→ **Set problem**:
Copy out every line below that contains the word "rough", leaving each line unchanged.

→ **Given records**:
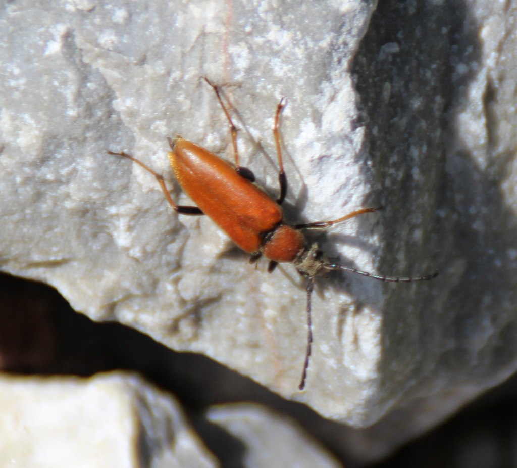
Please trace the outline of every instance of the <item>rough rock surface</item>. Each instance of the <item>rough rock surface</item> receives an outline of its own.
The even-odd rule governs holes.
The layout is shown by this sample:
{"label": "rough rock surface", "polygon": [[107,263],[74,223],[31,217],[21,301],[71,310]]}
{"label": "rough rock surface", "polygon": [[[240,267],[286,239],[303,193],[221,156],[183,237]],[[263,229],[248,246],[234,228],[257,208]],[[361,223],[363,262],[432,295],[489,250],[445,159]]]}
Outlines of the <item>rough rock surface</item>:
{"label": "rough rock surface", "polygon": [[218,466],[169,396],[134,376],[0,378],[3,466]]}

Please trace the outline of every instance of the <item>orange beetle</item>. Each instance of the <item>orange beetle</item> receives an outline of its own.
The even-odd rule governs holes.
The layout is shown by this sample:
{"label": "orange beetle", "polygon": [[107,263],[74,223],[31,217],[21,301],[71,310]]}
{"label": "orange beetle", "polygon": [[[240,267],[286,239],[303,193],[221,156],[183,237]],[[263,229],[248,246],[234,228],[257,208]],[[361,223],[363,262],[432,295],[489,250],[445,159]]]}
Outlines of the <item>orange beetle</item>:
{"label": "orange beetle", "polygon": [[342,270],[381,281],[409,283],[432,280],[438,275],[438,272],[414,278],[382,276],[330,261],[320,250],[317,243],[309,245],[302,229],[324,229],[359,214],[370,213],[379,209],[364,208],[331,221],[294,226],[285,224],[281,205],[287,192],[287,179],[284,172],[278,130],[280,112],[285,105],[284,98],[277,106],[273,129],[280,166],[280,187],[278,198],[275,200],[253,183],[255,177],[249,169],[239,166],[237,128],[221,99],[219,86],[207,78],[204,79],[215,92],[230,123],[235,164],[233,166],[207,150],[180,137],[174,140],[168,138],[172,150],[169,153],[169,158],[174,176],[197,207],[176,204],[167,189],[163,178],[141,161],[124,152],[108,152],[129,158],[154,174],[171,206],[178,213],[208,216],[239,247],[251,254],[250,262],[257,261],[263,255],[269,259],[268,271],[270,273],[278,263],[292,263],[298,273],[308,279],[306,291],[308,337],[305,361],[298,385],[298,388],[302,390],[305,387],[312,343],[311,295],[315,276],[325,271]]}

→ **Completed task**:
Please trace the outline of every instance of the <item>rough rock surface</item>. Each instance of the <item>rough rock surface</item> receives an outline of its own.
{"label": "rough rock surface", "polygon": [[107,263],[74,223],[31,217],[21,301],[71,310]]}
{"label": "rough rock surface", "polygon": [[[240,267],[286,239],[303,193],[221,156],[183,237]],[[263,229],[248,246],[234,228],[257,208]],[[361,223],[363,262],[432,295],[489,250],[445,159]]]}
Outlines of the <item>rough rock surface</item>:
{"label": "rough rock surface", "polygon": [[218,466],[169,396],[134,376],[0,378],[3,466]]}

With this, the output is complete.